Tarefas a realizar -
#1 No trecho sobre a economia do Grande ABC, em que produção a colônia japonesa do Mizuho se tornou referência estadual?
#2 Prossiga com o trecho sobre a economia do Grande ABC a partir da última frase.

Trecho do documento -

···

Mais uma vez o desafio de substituir formas econômicas foi encarado de frente pela sociedade local. Se dependesse do regime imperial, e mesmo do republicano nascente, a região continuaria a ser um espaço voltado à agricultura, em especial à lavoura de subsistência que atendesse às necessidades da São Paulo Capital. Que história é essa de acabar com os canteiros de batatas e substituí-los por oficinas de produção em escala?!
Visita do presidente
Há o episódio da visita à região feita pelo presidente do Estado, hoje seria governador, em 1903. Integrando imensa comitiva, Bernardino de Campos visitou a chácara Beliche para assistir a uma demonstração do trabalho das máquinas destinadas à plantação de batata inglesa. A chácara ficava no espaço hoje ocupado pelo Parque Duque de Caxias, em Santo André, e a experiência foi desenvolvida pelo empreendedor Abílio Soares, hoje nome de rua tanto aqui como em São Paulo.
A plantação de batatas — e de milho, feijão, farinha, repolho –, sem a sofisticação do maquinário apresentado ao governo do Estado por Abílio Soares, continuaria por décadas. A colônia japonesa do Mizuho, em São Bernardo, tornou-se referência estadual na produção de ovos. O agrião plantado no atual (e abandonado) Parque Central, de Santo André, chegou a ser capa do suplemento agrícola do jornal O Estado de S. Paulo. Mas não eram mesmo a agricultura e a avicultura as vocações econômicas buscadas pelo Grande ABC ao longo do último século do segundo milênio.

···

Dados armazenados -
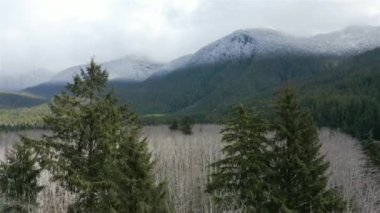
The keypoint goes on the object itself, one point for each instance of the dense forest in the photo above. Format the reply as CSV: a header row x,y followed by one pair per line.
x,y
96,153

···

Tarefas resolvidas -
#1 Na produção de ovos.

#2
Desde o final do século XIX, e seguindo a linha iniciada pelas fábricas de cerâmica e móveis das fazendas aqui mantidas pelos monges beneditinos já no século XVIII, a região apostaria verdadeiramente na industrialização — de resto uma atividade que as nações do hemisfério norte reservavam para si próprias e não para os países pobres do Terceiro Mundo. O Grande ABC já fizera uma feira agrícola e industrial em 1886 e já chamara a atenção pela plantação e industrialização do chá desde a primeira parte do século XIX, por iniciativa do alferes Francisco Martins Bonilha. Mas é na virada do século XIX para o XX que a região passou a revelar seus primeiros industriais.
Primeiros empreendedores
Os lotes coloniais de São Caetano, destinados ao trabalho na terra dos imigrantes de Vitório Vêneto e outros paeses do norte italiano, são adquiridos pelos primeiros empreendedores, tanto industriais como imobiliários. E o núcleo agrícola inaugurado em 1877 ganha olarias, produtores de carvão e fabricantes de vinho para, em 1892, abrir espaço a uma fábrica de formicida, a Companhia Formicida Paulista, de Fernando de Albuquerque.
Quando o século XX surge, a figura do fabricante de carvão começa a desaparecer em São Caetano — mantendo-se forte em São Bernardo e outros lugares. E virão: uma fábrica de chapéus aqui, uma fábrica de pólvora ali, uma nova fábrica de vinho e uma fábrica de sabão, a Pamplona Sobrinho e Cia., que logo diversificaria a produção passando a fabricar velas, graxas e óleos lubrificantes — um conglomerado de 40 mil metros quadrados na antiga sede da Fazenda dos Beneditinos, no Bairro Fundação dos dias atuais, onde o poderoso conde Matarazzo montaria um pequeno império industrial em poucos anos.
Outros empreendimentos nasceram, ainda no século XIX, em outros pontos, como as três primeiras grandes fábricas ao redor da Estação de Santo André, a tecelagem Ipiranguinha, o lanifício Kowarick e a fábrica de cadeiras Streiff.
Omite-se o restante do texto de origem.